··· Selected excerpt

FIG. 8 is an elevated perspective view of a chinrest end of a violin showing an approximate area that an example embodiment the presently disclosed apparatus can cover.

FIG. 9 is a fragmentary side view of a chinrest end of a violin, an embodiment of the presently described apparatus, and a violin player.

FIG. 10 is a perspective view of a violin with an example embodiment of the presently disclosed apparatus shown in position.

FIG. 11 is an exploded view of another example embodiment of the presently disclosed apparatus.

FIG. 12 is an exploded view of another example embodiment of the presently disclosed apparatus.

FIG. 13 is an exploded view of another example embodiment of the presently disclosed apparatus.

DETAILED DESCRIPTION

Some players of violins, violas, and similar musical instruments suffer adverse physiological (e.g. dermatological) effects and/or discomfort, such as redness, rashes, sores, itching, swelling, and the like, as well as physical discomfort on the neck, jaw, and/or chin from contact with the instrument and instrument accessories. For instance, an edge of a chinrest cup and the wood of the chinrest itself. The edge of the chinrest cup generally forms an approximately ninety degree angle and can have a somewhat sharp edge on some models. In addition, the chinrest cup, chinrest edges, and chinrest hardware do not absorb moisture. Perspiration from the player remains in contact with his or her skin while playing, leading to and/or exacerbating rashes, sores and chaffing, and other adverse dermatological conditions caused by chinrest friction and/or excessive moisture. This constant contact between hard wood of the instrument and the player and resulting adverse physiological effects can cause discomfort.

······

Stated exercise 1
In the records, write out the lines from the one with "Rules. Find each instance of the cloud" up to and including the one with "point(311, 65)".
Stated exercise 2
Extend the text about violin chinrest discomfort from the point where it stops.
The violin chinrest text and the records are unrelated to each other.

··· Exercise material

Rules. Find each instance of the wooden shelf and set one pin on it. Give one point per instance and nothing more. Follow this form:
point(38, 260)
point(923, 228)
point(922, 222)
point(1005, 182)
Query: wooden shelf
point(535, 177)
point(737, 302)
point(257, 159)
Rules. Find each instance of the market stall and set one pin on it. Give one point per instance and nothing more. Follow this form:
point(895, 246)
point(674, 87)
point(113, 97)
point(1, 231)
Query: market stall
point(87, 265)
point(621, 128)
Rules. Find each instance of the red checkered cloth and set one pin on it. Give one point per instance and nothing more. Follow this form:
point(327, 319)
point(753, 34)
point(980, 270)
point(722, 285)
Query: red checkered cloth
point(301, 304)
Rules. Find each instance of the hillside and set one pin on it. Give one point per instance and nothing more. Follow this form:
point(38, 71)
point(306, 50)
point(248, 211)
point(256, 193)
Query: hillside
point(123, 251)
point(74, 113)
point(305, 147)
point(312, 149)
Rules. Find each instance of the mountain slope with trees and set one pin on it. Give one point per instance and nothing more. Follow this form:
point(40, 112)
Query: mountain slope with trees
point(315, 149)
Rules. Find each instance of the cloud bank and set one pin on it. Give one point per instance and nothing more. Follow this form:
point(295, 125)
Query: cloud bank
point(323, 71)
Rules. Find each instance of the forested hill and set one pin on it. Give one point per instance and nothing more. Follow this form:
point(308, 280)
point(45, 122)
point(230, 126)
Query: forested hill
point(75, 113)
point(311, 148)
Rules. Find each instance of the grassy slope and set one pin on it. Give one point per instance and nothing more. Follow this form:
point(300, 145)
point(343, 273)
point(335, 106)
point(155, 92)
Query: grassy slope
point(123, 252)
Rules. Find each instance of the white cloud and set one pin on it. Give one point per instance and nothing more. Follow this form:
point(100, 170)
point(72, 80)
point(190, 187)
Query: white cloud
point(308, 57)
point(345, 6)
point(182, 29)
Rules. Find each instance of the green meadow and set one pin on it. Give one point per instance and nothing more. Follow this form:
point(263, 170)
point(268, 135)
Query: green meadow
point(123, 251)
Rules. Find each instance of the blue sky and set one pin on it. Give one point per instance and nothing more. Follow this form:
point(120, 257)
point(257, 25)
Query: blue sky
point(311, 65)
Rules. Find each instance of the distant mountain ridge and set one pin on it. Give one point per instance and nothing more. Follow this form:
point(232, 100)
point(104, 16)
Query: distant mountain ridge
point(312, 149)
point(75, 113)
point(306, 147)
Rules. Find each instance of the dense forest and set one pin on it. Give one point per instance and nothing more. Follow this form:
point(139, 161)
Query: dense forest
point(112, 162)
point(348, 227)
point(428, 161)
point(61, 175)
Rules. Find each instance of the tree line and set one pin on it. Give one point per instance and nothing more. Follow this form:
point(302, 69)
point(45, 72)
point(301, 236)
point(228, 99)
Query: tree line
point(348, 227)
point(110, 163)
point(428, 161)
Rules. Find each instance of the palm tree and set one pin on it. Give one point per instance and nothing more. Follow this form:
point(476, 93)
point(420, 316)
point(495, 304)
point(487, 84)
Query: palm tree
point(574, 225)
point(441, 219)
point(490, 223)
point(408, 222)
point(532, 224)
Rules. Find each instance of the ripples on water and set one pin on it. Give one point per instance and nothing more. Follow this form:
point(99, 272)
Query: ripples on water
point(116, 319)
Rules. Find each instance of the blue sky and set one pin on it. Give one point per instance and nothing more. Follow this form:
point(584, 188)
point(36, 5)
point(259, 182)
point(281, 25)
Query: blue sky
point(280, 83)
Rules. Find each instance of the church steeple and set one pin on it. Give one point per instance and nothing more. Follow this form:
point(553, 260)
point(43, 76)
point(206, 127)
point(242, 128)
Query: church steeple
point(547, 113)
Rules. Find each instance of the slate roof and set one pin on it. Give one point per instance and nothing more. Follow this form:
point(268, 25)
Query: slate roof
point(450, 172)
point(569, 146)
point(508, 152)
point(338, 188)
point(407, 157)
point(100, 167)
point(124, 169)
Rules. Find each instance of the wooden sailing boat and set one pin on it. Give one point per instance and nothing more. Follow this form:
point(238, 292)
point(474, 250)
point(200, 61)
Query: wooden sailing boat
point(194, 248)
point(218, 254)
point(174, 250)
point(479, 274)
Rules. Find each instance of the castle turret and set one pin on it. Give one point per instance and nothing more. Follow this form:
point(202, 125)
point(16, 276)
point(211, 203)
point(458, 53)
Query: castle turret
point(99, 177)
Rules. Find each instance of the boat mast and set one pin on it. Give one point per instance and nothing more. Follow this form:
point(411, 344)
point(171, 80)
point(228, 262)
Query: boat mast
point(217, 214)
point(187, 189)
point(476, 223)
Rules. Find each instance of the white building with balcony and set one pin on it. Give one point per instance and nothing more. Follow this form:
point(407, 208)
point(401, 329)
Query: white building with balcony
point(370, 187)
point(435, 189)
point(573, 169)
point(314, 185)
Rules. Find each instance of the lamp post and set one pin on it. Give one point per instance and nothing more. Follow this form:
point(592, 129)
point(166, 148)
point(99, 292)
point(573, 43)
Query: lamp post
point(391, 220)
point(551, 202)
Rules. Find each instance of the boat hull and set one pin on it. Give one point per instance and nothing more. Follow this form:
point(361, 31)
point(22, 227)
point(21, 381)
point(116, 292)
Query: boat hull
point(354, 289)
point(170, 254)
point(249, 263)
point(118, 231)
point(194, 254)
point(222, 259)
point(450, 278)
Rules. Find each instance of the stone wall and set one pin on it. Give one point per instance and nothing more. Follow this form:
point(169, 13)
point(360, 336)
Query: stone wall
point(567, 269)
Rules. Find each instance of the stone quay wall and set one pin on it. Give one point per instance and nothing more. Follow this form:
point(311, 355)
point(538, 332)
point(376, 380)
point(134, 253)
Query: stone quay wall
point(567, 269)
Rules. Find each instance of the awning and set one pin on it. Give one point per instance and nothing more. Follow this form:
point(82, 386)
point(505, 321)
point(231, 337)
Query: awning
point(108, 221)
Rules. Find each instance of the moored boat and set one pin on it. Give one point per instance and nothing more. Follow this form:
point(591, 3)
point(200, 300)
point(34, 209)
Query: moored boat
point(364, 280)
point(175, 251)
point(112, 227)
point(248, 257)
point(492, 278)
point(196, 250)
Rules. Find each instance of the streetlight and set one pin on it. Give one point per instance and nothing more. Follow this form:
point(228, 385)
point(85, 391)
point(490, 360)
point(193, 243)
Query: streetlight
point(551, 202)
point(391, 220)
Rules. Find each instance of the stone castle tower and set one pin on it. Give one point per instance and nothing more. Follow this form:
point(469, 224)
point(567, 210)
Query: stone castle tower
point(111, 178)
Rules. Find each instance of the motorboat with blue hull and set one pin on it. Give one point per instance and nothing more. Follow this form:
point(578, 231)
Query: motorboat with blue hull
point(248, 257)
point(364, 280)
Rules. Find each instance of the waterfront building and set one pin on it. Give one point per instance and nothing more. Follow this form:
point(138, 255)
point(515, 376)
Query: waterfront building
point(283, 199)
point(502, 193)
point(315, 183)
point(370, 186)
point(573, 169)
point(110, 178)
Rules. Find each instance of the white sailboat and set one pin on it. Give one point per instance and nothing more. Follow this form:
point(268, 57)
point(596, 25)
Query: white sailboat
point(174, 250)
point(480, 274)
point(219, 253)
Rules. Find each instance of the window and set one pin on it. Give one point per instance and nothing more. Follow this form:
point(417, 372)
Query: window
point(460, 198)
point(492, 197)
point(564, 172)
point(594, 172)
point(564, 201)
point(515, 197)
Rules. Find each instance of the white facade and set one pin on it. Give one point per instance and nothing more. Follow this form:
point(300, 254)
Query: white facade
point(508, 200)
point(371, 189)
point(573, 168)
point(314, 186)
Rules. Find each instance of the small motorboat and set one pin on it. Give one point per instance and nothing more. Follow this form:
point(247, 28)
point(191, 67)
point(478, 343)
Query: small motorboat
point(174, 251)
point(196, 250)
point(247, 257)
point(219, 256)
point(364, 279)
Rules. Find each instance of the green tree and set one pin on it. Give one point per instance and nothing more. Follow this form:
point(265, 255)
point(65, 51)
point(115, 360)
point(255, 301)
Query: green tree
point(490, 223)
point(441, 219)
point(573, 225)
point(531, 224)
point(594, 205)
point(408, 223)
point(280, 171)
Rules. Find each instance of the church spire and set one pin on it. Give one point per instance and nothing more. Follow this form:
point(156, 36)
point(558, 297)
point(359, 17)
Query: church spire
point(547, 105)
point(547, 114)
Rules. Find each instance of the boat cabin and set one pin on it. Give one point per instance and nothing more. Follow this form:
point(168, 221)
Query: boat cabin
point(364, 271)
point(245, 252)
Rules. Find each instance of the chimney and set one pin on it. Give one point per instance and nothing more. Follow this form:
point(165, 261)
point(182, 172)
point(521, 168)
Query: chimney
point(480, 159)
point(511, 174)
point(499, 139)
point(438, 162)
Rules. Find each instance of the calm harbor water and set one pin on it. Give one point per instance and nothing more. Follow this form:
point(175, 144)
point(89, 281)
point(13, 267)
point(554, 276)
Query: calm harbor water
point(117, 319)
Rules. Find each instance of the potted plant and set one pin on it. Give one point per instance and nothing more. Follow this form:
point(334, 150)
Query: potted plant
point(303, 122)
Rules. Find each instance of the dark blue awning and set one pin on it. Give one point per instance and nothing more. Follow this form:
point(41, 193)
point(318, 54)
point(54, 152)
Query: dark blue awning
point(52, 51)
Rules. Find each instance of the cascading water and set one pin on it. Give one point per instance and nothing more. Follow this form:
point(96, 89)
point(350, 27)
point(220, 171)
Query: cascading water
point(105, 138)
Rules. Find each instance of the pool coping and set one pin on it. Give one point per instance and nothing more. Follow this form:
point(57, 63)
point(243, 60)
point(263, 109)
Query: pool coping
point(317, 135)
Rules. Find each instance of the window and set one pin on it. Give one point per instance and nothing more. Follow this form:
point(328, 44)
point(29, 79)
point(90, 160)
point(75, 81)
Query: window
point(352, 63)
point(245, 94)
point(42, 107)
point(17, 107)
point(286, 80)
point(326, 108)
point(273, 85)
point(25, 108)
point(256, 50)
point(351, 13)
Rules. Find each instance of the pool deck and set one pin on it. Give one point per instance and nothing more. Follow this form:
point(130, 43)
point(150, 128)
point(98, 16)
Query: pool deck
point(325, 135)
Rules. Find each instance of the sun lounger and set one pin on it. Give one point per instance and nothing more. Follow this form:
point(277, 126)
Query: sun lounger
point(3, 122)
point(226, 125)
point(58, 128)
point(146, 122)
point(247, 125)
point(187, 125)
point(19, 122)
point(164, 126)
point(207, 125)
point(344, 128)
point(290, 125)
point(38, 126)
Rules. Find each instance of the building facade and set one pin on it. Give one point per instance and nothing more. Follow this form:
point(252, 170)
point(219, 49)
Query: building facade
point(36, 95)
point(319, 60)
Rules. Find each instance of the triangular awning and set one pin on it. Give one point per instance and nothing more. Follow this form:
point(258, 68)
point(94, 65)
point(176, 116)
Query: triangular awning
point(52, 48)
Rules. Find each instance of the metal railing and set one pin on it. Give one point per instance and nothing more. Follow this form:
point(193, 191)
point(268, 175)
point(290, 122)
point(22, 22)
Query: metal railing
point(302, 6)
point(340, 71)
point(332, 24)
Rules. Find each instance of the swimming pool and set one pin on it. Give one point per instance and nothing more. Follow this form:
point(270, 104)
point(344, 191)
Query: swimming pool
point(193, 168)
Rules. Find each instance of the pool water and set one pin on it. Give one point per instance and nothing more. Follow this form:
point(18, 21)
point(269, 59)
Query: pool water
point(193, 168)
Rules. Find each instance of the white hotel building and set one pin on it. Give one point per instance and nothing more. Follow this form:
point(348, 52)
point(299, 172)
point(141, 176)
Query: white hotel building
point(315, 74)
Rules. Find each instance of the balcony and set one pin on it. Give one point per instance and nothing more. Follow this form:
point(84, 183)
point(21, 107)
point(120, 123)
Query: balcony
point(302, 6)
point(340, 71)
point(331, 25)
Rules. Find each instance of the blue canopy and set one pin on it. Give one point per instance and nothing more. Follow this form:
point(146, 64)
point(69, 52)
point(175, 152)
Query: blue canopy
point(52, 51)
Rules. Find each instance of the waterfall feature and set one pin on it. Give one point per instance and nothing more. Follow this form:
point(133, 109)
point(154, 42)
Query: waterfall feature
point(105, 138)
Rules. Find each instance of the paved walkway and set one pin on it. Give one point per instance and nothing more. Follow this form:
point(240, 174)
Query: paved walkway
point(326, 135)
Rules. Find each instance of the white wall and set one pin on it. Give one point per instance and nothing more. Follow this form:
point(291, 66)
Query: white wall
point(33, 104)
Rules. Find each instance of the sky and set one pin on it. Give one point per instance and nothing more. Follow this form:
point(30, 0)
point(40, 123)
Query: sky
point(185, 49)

······

Exercise output 1
Rules. Find each instance of the cloud bank and set one pin on it. Give one point per instance and nothing more. Follow this form:
point(295, 125)
Query: cloud bank
point(323, 71)
Rules. Find each instance of the forested hill and set one pin on it. Give one point per instance and nothing more. Follow this form:
point(308, 280)
point(45, 122)
point(230, 126)
Query: forested hill
point(75, 113)
point(311, 148)
Rules. Find each instance of the grassy slope and set one pin on it. Give one point per instance and nothing more. Follow this form:
point(300, 145)
point(343, 273)
point(335, 106)
point(155, 92)
Query: grassy slope
point(123, 252)
Rules. Find each instance of the white cloud and set one pin on it. Give one point per instance and nothing more. Follow this form:
point(100, 170)
point(72, 80)
point(190, 187)
Query: white cloud
point(308, 57)
point(345, 6)
point(182, 29)
Rules. Find each instance of the green meadow and set one pin on it. Give one point per instance and nothing more. Follow this form:
point(263, 170)
point(268, 135)
Query: green meadow
point(123, 251)
Rules. Find each instance of the blue sky and set one pin on it. Give one point per instance and nothing more. Follow this form:
point(120, 257)
point(257, 25)
Query: blue sky
point(311, 65)

Exercise output 2
Another problem is that varnish, wood, and accessories such as the chinrest and chinrest hardware of violins, violas, and similar musical instruments experience wear, discoloration, deterioration, and degradation from contact with the player. In particular, the varnish on the lower bass rib in the chinrest area, which is closest to the player's chin and neck, is frequently worn away and the wood darkened from contact with the player's skin, player's perspiration, and substances on a player's skin. Further degradation can include warping and cracking of the rib from the combination of chinrest pressure and warm moisture from the player. In addition, the seams in this area—the joints formed by the top of the rib and the top of the instrument and the bottom edge of the rib and the back of the instrument—can separate or come apart from the warm moisture as the glue used to bind the wooden parts of such instruments softens and loses strength when exposed to moist heat. The chinrest, particularly the metal hardware, can also discolor and degrade. In addition, makeup and other substances applied to the skin can adhere to the instrument surface and even get into open seams, which can make regluing the seams difficult. And some players do not use chinrests at all, preferring to rest their chins directly on the top plate of the instrument, which can significantly degrade and damage the varnish and wood of the instrument from both perspiration, makeup, and other substances, and friction from the skin and facial hair.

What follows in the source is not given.